__What you need to do__. Rewrite every line of the records below as a numbered list, skipping any blank lines and leaving out the pictures.

__Supplied material__.
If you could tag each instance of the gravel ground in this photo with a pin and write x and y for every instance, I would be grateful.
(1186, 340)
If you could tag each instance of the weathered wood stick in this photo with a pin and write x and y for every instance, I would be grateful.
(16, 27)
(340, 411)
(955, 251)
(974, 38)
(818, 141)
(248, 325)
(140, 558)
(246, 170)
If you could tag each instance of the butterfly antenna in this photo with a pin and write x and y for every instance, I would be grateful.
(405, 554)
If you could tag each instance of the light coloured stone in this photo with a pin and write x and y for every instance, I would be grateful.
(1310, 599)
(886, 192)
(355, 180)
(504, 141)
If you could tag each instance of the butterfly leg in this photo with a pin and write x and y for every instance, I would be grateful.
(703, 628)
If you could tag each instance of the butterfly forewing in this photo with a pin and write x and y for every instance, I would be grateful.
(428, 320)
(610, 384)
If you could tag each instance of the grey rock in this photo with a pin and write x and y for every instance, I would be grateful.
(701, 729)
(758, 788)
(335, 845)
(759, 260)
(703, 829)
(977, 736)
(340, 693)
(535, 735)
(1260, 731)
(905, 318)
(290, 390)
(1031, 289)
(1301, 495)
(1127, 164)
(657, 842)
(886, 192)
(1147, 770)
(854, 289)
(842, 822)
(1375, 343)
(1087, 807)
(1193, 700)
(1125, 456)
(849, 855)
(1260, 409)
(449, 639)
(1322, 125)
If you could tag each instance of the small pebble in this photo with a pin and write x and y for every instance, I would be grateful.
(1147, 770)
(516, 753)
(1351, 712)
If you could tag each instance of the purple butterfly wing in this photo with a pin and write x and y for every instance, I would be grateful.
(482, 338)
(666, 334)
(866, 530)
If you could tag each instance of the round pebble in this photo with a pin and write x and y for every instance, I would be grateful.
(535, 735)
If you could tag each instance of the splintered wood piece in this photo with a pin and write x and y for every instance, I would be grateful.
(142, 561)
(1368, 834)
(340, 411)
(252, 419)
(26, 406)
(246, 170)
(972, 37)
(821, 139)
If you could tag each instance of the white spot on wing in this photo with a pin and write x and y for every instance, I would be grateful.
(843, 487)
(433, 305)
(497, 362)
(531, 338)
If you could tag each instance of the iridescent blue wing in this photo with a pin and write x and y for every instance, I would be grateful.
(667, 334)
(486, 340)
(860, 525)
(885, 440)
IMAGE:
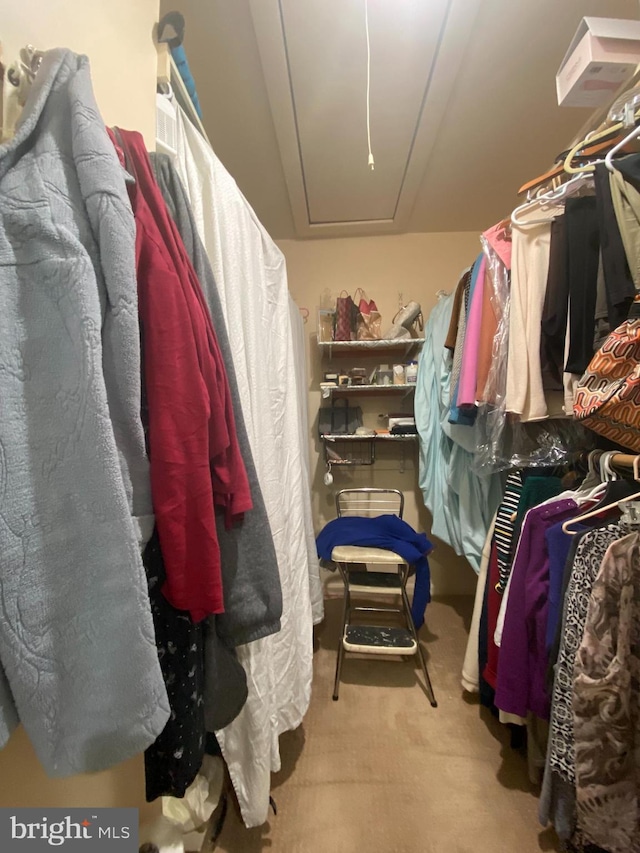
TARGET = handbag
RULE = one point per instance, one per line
(345, 318)
(339, 420)
(369, 320)
(403, 321)
(607, 398)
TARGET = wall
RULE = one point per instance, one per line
(117, 37)
(391, 269)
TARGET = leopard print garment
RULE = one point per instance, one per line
(606, 704)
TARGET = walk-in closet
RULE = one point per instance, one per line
(320, 426)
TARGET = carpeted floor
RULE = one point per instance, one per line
(381, 770)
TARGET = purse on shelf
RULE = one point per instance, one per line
(369, 320)
(345, 318)
(607, 398)
(402, 323)
(339, 419)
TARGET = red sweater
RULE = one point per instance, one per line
(195, 458)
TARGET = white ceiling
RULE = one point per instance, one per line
(463, 106)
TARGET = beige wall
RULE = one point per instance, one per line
(390, 269)
(117, 37)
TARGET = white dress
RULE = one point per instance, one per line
(250, 274)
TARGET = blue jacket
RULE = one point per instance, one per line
(392, 533)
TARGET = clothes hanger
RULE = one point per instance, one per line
(596, 137)
(550, 198)
(566, 527)
(559, 170)
(608, 160)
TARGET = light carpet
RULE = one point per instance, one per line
(381, 770)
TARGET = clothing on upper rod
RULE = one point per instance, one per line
(80, 389)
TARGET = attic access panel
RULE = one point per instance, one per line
(314, 58)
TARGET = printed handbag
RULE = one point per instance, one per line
(369, 321)
(405, 318)
(339, 419)
(345, 318)
(607, 398)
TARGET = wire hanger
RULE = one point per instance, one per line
(635, 133)
(566, 527)
(550, 198)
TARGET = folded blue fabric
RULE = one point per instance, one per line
(392, 533)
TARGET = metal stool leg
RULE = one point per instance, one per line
(412, 628)
(345, 614)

__Finished task__.
1. If you could tag each instance of the gravel ground in this photo with a pin and write x and y for every instance, I would be grateful.
2. (1186, 340)
3. If you could tag each instance of the weathered wood stick in this photo with a pin and write x and y for every instance, I would be grateful.
4. (16, 27)
5. (340, 411)
6. (955, 251)
7. (974, 38)
8. (818, 141)
9. (248, 325)
10. (140, 558)
11. (246, 170)
12. If you could tag each instance of the butterfly antenna in this photo with a pin and write x and y for every instance, I would be grateful.
13. (405, 554)
14. If you could tag each instance of the light coloured stone in this photo with a pin and write x and y for every instance, I would be grateful.
15. (1310, 599)
16. (886, 192)
17. (355, 180)
18. (504, 141)
19. If you could tag each instance of the butterfly leg in this photo with a pin and write x and y for every instance, I would be grateful.
20. (703, 628)
21. If you could tag each instance of the butterfly forewing in this photo with a pin and write x and y for every instance, I would be grateful.
22. (428, 320)
23. (610, 384)
24. If you could tag each instance of the grey rock in this photo with a pin and write x and y for every instance, I would be grateful.
25. (701, 729)
26. (758, 788)
27. (335, 845)
28. (759, 260)
29. (703, 829)
30. (977, 736)
31. (340, 693)
32. (535, 735)
33. (1260, 731)
34. (905, 318)
35. (290, 390)
36. (1031, 289)
37. (1301, 495)
38. (1127, 164)
39. (657, 842)
40. (886, 192)
41. (1147, 770)
42. (854, 289)
43. (842, 822)
44. (1375, 343)
45. (1087, 807)
46. (1193, 700)
47. (1125, 456)
48. (849, 855)
49. (1260, 409)
50. (449, 639)
51. (1322, 125)
52. If you could tag each instance of the small pebble in this photo with a pin and write x and y for every instance, I would be grateful.
53. (1147, 770)
54. (516, 753)
55. (1351, 712)
56. If you could tag each instance of the purple butterfly wing in this photo with a pin and write x and y for every instance, I would be grateful.
57. (482, 338)
58. (666, 334)
59. (866, 530)
60. If you could tag each instance of the round pebble in this photo with a pin and write x and y for every instance, I would be grateful.
61. (535, 735)
62. If you could tag each instance of the splintered wood piece in this photo with a pin and write x and y for every instance, I would be grateful.
63. (142, 561)
64. (1368, 834)
65. (340, 411)
66. (252, 419)
67. (26, 406)
68. (246, 170)
69. (972, 37)
70. (821, 139)
71. If you could tag each instance of the white spot on wing in this photo with a pin and write x and y for every instance, I would be grateful.
72. (843, 487)
73. (433, 305)
74. (497, 362)
75. (531, 338)
76. If you could tag each instance of the iridescent blue wing in this photo with a pin and write x and y for every instance, I would be grateful.
77. (667, 334)
78. (486, 340)
79. (860, 525)
80. (885, 440)
81. IMAGE:
82. TARGET = handbag
83. RULE = one point per instance, one per line
84. (345, 318)
85. (339, 420)
86. (369, 320)
87. (403, 321)
88. (607, 398)
89. TARGET = wall
90. RULE = one point per instance, one per line
91. (117, 37)
92. (391, 269)
93. TARGET = leopard print garment
94. RULE = one point per instance, one per line
95. (606, 704)
96. TARGET = walk-in closet
97. RULE = one point per instance, one per line
98. (320, 426)
99. TARGET = carpeted floor
100. RULE = one point per instance, one per line
101. (381, 770)
102. TARGET = purse on shelf
103. RULE = one point per instance, one per line
104. (369, 320)
105. (345, 318)
106. (607, 398)
107. (402, 323)
108. (339, 419)
109. TARGET = red sweater
110. RULE = one point per instance, one per line
111. (195, 458)
112. TARGET = white ceiling
113. RULE = one point per instance, one per line
114. (463, 106)
115. TARGET = beige wall
116. RULE = one point per instance, one per line
117. (390, 269)
118. (117, 37)
119. TARGET = white dress
120. RULE = one point per instance, one per line
121. (250, 274)
122. TARGET = blue jacket
123. RULE = one point per instance, one per line
124. (392, 533)
125. TARGET = clothes hanger
126. RULE = one point per instance, one per line
127. (596, 137)
128. (550, 198)
129. (566, 527)
130. (559, 170)
131. (608, 160)
132. TARGET = light carpet
133. RULE = one point per instance, one per line
134. (381, 770)
135. TARGET = clothing on upper rod
136. RULE = one point per instance, one per line
137. (80, 389)
138. TARGET = attic access panel
139. RULE = one point per instance, one per line
140. (314, 58)
141. TARGET = printed handbag
142. RULE = one point per instance, one per line
143. (369, 321)
144. (405, 318)
145. (339, 419)
146. (345, 318)
147. (607, 398)
148. TARGET = wire hanger
149. RULE = one point per instance, one per line
150. (635, 133)
151. (566, 527)
152. (550, 198)
153. TARGET = folded blue fabric
154. RULE = one point per instance, one per line
155. (392, 533)
156. TARGET = metal stool leg
157. RULE = one point per instance, one per line
158. (412, 628)
159. (345, 614)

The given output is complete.